EXERCISE DESCRIPTION => Output the records exactly, every one of them.

Records from a dataset
= Beginning of Section =

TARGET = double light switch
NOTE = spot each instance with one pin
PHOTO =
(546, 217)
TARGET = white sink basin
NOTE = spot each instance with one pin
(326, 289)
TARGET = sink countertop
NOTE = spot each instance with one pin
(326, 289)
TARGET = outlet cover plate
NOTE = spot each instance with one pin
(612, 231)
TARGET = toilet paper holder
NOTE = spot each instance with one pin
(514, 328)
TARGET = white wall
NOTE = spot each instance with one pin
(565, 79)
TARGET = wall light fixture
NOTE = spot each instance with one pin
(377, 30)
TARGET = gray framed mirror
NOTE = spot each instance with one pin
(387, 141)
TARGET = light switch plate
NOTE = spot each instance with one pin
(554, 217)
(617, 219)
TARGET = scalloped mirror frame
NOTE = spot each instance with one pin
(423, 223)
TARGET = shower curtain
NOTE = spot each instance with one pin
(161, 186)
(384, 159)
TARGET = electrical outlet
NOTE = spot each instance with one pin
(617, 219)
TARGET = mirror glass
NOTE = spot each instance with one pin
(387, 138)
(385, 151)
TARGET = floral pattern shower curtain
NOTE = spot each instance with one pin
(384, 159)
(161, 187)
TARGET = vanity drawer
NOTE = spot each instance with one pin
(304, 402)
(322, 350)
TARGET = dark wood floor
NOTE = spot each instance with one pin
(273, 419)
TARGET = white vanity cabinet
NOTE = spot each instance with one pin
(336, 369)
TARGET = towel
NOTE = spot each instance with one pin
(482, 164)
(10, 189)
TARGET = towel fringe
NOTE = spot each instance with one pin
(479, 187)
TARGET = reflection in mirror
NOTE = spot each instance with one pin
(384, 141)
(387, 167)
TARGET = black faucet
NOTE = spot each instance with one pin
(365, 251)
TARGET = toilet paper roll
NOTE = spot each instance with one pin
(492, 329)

= End of Section =

TASK ANSWER =>
TARGET = double light switch
NOTE = spot each instance with one pin
PHOTO =
(546, 217)
TARGET = white sink basin
NOTE = spot each instance with one pin
(326, 289)
TARGET = sink countertop
NOTE = spot each instance with one pin
(326, 289)
TARGET = outlet cover plate
NOTE = spot each instance with one pin
(612, 231)
TARGET = toilet paper holder
NOTE = spot each instance with one pin
(514, 328)
TARGET = white wall
NOTE = spot each instance with one pin
(565, 79)
TARGET = wall light fixture
NOTE = spot each instance with one pin
(377, 30)
TARGET = gray framed mirror
NOTE = spot each instance with one pin
(387, 141)
TARGET = light switch plate
NOTE = spot each instance with one pin
(554, 217)
(617, 219)
TARGET = scalloped mirror frame
NOTE = spot each instance with one pin
(423, 223)
TARGET = shower curtain
NOTE = spot each instance with one pin
(161, 186)
(384, 159)
TARGET = electrical outlet
NOTE = spot each instance with one pin
(617, 219)
TARGET = mirror glass
NOTE = spot each instance with one pin
(387, 138)
(385, 151)
TARGET = floral pattern shower curtain
NOTE = spot each instance with one pin
(384, 159)
(161, 187)
TARGET = vanity drawer
NOTE = spot each instance with one pin
(304, 402)
(322, 350)
TARGET = dark wood floor
NOTE = spot each instance with one pin
(273, 419)
TARGET = white vanity cabinet
NOTE = spot each instance with one pin
(336, 369)
TARGET = towel
NOTE = spot each instance with one pin
(482, 164)
(10, 189)
TARGET = towel fringe
NOTE = spot each instance with one pin
(479, 187)
TARGET = reflection in mirror
NOTE = spot each instance with one pin
(384, 141)
(387, 167)
TARGET = black faucet
NOTE = spot each instance with one pin
(365, 251)
TARGET = toilet paper roll
NOTE = spot each instance with one pin
(492, 329)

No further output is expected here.